▸ INSTRUCTIONS FOR THE TASK: Output the part of the records that starts at the line containing "Reviewer note: make sure each instance of the blue face" and runs through the end of the records, both ends included, as a JSON list of strings with one string per line and blank lines omitted.

▸ EXERCISE INPUT:
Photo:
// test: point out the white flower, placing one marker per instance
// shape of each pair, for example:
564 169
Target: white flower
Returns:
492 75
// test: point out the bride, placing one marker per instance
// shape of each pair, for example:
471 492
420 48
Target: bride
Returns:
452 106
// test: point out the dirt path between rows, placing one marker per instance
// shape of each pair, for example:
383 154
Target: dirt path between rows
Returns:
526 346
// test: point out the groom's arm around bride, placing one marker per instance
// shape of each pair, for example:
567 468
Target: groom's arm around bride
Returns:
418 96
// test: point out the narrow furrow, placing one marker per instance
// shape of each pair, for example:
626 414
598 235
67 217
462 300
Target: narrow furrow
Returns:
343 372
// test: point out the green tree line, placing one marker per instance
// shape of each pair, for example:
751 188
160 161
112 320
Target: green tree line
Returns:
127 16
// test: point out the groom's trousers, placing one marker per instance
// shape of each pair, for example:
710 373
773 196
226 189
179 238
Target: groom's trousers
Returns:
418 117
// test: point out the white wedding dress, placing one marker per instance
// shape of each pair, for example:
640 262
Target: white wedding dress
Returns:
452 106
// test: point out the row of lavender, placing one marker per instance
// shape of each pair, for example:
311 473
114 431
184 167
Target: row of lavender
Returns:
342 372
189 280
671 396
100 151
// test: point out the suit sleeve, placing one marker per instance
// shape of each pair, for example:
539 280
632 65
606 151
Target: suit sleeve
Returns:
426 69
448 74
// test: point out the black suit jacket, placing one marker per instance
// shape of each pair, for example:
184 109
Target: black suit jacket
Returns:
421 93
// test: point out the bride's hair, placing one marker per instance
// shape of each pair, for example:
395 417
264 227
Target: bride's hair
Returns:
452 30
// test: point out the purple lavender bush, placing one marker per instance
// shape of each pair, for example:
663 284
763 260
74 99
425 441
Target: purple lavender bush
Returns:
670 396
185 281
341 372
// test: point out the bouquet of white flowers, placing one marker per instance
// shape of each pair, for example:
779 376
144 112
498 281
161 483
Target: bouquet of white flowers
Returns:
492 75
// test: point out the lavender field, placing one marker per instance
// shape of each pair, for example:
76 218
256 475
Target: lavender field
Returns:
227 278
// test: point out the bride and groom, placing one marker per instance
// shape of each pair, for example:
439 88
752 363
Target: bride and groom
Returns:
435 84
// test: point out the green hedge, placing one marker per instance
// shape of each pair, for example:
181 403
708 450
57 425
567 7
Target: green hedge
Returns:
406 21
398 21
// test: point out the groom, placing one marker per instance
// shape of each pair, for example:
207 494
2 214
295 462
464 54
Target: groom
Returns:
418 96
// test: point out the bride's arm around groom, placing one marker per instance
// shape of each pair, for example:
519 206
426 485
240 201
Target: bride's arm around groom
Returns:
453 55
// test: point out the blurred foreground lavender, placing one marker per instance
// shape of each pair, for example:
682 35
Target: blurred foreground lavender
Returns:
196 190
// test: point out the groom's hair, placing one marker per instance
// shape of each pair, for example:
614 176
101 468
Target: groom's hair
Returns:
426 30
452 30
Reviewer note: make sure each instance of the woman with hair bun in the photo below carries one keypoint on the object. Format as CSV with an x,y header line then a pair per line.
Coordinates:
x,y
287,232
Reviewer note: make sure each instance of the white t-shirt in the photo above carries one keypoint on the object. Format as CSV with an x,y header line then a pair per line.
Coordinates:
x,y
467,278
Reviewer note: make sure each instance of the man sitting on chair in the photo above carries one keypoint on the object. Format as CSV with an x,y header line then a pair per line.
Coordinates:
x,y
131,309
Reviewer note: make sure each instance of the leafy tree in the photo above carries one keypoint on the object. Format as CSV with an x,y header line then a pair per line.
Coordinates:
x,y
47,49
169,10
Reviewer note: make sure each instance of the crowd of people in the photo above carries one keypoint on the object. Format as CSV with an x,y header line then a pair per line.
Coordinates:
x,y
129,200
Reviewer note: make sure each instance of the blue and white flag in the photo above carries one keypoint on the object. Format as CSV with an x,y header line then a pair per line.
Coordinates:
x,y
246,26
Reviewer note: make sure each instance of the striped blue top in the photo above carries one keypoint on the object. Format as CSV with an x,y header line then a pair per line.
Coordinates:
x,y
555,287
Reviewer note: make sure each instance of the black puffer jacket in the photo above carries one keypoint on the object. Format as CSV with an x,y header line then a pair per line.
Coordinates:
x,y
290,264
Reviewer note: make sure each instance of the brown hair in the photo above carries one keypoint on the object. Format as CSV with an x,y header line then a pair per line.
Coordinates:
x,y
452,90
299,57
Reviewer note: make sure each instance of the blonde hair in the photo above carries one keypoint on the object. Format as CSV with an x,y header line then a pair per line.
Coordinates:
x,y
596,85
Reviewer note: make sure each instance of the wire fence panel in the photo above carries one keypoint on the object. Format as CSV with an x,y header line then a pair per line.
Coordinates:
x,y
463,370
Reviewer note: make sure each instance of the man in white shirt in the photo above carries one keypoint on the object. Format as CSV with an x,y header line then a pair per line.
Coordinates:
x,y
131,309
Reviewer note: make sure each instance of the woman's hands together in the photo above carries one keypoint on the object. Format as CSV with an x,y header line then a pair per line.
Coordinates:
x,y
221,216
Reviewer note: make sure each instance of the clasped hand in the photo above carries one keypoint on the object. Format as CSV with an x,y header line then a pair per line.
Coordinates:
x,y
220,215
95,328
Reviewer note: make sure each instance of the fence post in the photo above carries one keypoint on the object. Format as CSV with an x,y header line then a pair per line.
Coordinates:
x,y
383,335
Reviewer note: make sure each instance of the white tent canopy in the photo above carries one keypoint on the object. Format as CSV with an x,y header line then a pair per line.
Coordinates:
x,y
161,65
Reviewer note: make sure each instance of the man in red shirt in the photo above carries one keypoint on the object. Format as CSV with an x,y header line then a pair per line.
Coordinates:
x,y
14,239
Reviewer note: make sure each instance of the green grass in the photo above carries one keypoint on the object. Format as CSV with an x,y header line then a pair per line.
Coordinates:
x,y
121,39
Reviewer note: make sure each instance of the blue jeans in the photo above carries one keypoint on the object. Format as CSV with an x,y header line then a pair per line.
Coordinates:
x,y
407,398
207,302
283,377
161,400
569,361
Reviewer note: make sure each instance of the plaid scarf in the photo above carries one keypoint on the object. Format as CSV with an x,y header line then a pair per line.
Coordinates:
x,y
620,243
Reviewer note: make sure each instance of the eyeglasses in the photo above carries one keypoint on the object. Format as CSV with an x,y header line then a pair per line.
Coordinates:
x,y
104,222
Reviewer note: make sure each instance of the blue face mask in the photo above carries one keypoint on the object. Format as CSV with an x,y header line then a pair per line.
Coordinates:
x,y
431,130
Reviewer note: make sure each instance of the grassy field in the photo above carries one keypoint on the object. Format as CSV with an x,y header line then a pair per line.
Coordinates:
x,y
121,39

▸ RIGHT ANSWER:
[
  "Reviewer note: make sure each instance of the blue face mask in the photo above carries one keypoint on the object. Format as CSV with an x,y header line then a pair per line.",
  "Coordinates:",
  "x,y",
  "431,130",
  "Reviewer note: make sure each instance of the grassy field in the photo above carries one keypoint on the object. Format as CSV with an x,y header line then a pair per line.",
  "Coordinates:",
  "x,y",
  "121,39"
]